▸ What to work on:
Which lines of the entries below hold the word "self"? Report each of them.

▸ Data supplied:
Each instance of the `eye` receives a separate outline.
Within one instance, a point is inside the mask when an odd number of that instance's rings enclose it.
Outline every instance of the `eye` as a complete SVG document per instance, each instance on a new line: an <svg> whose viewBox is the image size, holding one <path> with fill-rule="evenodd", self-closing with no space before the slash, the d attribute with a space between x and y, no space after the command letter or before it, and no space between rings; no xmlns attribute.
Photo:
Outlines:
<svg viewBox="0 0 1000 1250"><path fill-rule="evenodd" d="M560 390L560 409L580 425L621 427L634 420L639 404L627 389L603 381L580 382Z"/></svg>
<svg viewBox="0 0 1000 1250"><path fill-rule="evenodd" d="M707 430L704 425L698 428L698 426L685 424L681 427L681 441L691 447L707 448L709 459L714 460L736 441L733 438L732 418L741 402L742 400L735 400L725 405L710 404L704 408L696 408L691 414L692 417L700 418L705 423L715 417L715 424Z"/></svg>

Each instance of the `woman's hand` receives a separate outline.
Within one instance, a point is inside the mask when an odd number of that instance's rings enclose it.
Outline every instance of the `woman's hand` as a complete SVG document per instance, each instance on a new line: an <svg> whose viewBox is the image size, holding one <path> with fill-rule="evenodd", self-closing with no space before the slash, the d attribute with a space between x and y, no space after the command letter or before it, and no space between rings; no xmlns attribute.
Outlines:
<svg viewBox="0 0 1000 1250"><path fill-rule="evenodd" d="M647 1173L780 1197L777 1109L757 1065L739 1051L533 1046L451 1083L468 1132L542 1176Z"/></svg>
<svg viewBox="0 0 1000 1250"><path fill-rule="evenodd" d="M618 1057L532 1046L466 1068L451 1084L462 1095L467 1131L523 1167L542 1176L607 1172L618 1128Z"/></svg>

▸ The answer:
Outline every instance of the `eye` as a complete SVG document per instance, each instance on a new line: an <svg> whose viewBox is the image size, holding one <path> with fill-rule="evenodd", self-closing with no space before the slash, the d attribute with a space between x and y, no space after the command letter or before it, and no space between rings; no xmlns attribute.
Outline every instance of the `woman's hand` as a complete SVG document per instance, each instance on a new line: an <svg> whose viewBox is the image size, holding one <path> with fill-rule="evenodd", self-closing with no space before the slash, the d attribute with a space between x and y, no space after the command letter or before it, and no space between rings; no xmlns attribute.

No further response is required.